(Stored records)
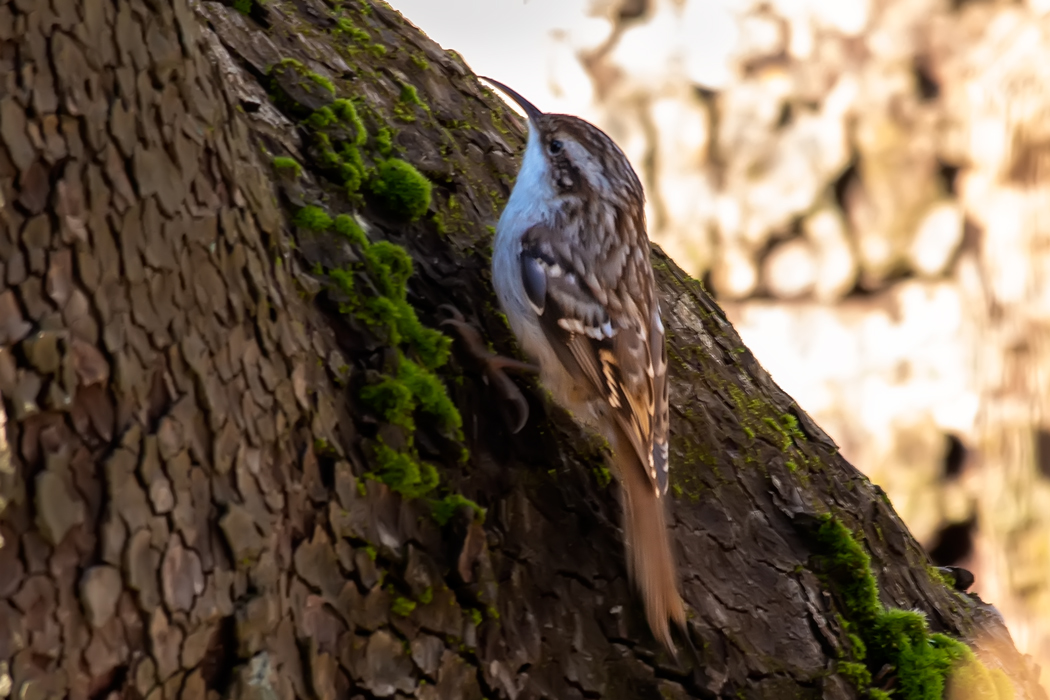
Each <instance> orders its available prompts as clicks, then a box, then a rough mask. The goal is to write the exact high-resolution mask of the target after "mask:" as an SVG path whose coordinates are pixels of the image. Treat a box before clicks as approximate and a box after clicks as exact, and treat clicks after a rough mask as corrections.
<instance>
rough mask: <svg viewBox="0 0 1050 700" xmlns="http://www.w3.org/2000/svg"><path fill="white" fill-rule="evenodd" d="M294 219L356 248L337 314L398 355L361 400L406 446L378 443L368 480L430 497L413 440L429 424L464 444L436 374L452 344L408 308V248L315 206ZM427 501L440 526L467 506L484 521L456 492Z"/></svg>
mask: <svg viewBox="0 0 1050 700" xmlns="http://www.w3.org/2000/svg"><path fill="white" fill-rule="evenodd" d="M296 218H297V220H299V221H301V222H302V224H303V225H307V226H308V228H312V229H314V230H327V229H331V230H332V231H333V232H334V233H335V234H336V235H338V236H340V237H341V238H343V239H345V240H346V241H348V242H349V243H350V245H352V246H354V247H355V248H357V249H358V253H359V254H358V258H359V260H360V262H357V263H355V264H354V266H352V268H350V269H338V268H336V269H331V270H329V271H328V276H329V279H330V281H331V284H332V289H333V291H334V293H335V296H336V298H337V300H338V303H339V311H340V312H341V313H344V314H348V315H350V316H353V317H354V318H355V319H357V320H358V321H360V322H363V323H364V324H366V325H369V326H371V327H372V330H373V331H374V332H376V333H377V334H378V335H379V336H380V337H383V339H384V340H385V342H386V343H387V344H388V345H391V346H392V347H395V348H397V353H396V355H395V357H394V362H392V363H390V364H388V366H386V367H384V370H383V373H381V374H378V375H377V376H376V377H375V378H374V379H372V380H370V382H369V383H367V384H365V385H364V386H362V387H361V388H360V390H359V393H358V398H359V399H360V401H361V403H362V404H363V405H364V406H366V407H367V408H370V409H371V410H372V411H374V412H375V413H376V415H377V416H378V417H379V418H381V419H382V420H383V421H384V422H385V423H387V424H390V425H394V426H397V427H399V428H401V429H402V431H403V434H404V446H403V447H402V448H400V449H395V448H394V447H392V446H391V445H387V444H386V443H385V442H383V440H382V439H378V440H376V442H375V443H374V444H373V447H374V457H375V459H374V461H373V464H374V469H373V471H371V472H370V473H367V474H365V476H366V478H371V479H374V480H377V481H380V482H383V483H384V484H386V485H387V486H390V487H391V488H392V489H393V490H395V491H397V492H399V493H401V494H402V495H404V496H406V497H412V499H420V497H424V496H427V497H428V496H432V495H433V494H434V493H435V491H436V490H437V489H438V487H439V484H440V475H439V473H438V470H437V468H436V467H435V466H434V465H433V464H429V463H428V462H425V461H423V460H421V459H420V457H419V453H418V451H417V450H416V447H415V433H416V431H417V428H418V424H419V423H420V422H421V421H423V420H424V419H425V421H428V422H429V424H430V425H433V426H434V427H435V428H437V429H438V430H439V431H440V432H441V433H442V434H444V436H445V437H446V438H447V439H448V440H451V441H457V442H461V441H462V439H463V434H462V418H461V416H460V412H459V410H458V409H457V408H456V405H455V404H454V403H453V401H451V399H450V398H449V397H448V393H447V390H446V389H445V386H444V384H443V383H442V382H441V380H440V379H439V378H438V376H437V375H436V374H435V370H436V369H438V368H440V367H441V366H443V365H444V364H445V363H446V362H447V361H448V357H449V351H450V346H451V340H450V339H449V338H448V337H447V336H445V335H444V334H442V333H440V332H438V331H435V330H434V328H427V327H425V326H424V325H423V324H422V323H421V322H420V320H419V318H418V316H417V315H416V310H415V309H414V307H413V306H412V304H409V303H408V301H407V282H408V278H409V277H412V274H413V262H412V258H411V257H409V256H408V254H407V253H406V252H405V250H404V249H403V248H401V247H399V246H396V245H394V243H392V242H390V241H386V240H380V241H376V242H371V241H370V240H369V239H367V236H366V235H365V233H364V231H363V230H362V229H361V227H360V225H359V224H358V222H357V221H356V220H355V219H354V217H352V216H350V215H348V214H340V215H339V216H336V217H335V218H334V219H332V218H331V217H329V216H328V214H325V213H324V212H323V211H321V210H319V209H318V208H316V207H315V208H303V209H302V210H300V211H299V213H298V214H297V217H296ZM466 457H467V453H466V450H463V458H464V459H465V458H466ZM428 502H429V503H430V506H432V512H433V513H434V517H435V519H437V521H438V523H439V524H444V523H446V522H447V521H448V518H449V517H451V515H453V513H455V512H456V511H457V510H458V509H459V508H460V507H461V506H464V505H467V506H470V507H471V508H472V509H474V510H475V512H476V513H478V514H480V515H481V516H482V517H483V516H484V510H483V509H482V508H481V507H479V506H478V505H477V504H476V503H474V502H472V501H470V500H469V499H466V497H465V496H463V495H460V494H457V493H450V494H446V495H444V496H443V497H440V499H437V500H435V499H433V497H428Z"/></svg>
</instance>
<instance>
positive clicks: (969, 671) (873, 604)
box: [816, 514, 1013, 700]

...

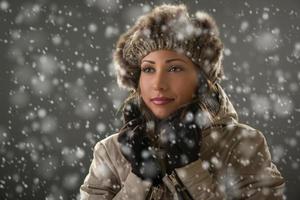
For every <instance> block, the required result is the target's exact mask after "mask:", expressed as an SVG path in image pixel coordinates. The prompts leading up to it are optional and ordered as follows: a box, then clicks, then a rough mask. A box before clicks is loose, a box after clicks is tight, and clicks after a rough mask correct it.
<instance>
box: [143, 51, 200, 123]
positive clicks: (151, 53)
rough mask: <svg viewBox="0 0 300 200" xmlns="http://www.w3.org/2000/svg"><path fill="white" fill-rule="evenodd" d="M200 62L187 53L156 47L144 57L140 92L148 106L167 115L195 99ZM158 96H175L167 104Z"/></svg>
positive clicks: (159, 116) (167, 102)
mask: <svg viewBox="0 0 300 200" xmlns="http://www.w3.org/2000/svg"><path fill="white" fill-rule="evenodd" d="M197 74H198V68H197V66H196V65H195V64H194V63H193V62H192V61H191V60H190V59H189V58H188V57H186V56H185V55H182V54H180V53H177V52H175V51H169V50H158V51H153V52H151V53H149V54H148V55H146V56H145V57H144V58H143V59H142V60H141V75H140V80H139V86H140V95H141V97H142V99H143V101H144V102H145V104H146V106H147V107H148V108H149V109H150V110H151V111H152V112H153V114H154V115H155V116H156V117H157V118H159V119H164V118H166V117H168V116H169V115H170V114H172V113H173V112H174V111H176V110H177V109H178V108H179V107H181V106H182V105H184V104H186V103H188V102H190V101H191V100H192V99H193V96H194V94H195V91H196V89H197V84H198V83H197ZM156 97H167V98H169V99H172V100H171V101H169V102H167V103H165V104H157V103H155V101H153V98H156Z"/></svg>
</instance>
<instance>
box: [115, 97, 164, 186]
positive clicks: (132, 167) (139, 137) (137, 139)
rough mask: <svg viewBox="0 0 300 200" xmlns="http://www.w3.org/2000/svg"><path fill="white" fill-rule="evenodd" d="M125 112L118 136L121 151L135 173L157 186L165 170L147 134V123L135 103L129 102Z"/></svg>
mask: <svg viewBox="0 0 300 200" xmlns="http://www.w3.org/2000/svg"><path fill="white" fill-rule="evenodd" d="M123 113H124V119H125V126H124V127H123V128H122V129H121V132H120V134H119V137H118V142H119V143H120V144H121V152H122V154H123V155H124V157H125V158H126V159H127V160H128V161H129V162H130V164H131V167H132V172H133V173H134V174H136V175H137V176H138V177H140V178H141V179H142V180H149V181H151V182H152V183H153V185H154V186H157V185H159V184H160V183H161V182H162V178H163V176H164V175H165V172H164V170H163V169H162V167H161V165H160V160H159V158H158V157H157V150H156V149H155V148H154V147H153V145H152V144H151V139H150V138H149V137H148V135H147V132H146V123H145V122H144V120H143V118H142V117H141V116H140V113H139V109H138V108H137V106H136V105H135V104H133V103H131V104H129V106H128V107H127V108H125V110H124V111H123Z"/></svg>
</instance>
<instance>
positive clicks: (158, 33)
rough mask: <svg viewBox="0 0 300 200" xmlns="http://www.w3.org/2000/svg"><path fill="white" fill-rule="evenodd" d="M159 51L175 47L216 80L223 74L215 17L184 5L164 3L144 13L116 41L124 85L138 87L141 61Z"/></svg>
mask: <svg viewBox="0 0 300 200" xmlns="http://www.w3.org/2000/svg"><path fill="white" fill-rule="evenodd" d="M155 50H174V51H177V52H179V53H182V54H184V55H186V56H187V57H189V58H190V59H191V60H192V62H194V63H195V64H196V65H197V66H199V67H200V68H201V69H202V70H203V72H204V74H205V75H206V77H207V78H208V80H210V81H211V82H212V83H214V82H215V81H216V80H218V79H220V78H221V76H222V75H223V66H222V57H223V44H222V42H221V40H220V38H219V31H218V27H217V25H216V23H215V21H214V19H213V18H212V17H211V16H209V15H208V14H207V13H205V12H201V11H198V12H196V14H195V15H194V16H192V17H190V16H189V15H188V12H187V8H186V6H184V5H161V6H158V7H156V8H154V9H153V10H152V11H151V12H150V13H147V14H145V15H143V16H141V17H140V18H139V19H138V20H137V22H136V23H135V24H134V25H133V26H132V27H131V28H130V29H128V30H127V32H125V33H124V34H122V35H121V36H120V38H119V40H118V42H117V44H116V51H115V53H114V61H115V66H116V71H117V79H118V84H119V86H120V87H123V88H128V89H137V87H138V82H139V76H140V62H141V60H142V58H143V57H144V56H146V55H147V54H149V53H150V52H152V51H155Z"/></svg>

▶ [TASK TO COMPLETE]: If a line in the records contains the word "coordinates", copy it.

▶ [TASK RESULT]:
Each <instance> orders its available prompts as clicks, then a box, then a rough mask. The goal is to write the exact high-resolution mask of the target after "mask:" as an SVG path whose coordinates are pixels of the image. Treat a box before clicks as approximate and a box after clicks as exact, and treat clicks after a rough mask as corrections.
For every <instance> block, the required result is the target's exact mask after "mask:", expressed as an SVG path in image pixel coordinates. The prompts leading up to it are optional and ordered as follows: a box, then clicks, then a rough mask. A box before clicks is loose, a box after clicks is tight, and clicks after a rough mask correct it.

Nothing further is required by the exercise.